* [Prompt 1]
In the records, begin at the line that has "mark the pink magnolia" and stop after the last line of the records. Write those lines out again with "occurrence" substituted for "instance" and everything else left as it is.

* [Provided text]
+++

API Developer Docs Preview: Updating (This comment will be automatically updated with the preview URL once it is ready)

github-actions[bot] commented 1 year ago

This PR has migrations. Please rebase it before merging to ensure that conflicting migrations are not introduced.

stacimc commented 1 year ago

@sarayourfriend Can you expand on your instructions for manual testing?

sarayourfriend commented 1 year ago

@stacimc I'm happy to, but can you share which part of the manual testing instructions you're stuck on? I'm not sure what to expand on :confused:

sarayourfriend commented 1 year ago

Sorry, I left out the MATCH keyword for the SCAN argument (I just wrote it from memory). The Redis documentation is pretty good about these things though, if you run into similar issues in the future: https://redis.io/commands/scan/. FWIW, we have Redis mapped (kind of annoyingly, actually, because it conflicts with my actual personal redis on my machine) to the default Redis port out of docker-compose. If you run redis-cli on your local machine, outside of Docker, with the API running, it will connect to Redis directly, no need to exec into any containers. I didn't realise this wasn't well-known on the team, my apologies for not including the detailed instructions.

Testing using ipython is easier and as you did, can follow the code as an example.

+++

* [Prompt 2]
Pick up the pull request discussion on manual testing from the point where it stops.

* [Provided records]
+++

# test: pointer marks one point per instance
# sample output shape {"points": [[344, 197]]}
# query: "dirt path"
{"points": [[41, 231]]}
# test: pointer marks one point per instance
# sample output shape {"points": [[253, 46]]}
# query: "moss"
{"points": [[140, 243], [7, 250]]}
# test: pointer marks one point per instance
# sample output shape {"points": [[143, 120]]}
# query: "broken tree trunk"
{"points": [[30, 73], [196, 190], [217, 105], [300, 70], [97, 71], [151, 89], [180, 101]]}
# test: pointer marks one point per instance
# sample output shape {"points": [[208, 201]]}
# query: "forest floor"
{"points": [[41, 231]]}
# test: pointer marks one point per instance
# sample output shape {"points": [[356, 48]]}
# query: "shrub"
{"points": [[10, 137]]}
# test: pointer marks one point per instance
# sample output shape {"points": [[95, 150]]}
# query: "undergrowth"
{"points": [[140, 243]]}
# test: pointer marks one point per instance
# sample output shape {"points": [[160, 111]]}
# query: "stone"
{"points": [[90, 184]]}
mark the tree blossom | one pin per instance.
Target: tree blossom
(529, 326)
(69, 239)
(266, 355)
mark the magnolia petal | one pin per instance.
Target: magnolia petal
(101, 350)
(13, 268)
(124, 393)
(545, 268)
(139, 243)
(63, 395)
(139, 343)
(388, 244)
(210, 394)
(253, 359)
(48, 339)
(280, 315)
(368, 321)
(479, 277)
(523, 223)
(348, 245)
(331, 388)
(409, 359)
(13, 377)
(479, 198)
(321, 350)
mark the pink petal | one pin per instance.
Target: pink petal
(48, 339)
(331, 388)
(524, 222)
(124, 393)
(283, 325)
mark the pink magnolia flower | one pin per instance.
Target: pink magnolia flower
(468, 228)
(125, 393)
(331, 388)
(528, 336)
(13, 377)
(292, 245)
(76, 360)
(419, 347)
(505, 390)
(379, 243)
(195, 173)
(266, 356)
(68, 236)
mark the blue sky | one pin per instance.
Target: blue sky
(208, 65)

+++

* [Final answer 1]
mark the pink magnolia flower | one pin per occurrence.
Target: pink magnolia flower
(468, 228)
(125, 393)
(331, 388)
(528, 336)
(13, 377)
(292, 245)
(76, 360)
(419, 347)
(505, 390)
(379, 243)
(195, 173)
(266, 356)
(68, 236)
mark the blue sky | one pin per occurrence.
Target: blue sky
(208, 65)

* [Final answer 2]
stacimc commented 1 year ago

No worries. I looked at that exact documentation when debugging the syntax error 😅 I needed to add match and remove the quotation marks around the pattern. However even once I did that, I wasn't able to see the tallies. The only key I could see at all was filtered_providers. I was not sure if maybe I was missing a step to connect to the right cache?

Before that FWIW I also initially tried running redis-cli outside of Docker with the API running and it did not work for me -- I got connection errors when trying to connect. I did not spend much time trying to debug that part in particular, though 🤷‍♀️

sarayourfriend commented 1 year ago

I was not sure if maybe I was missing a step to connect to the right cache?

Ah, yes, that would be the issue.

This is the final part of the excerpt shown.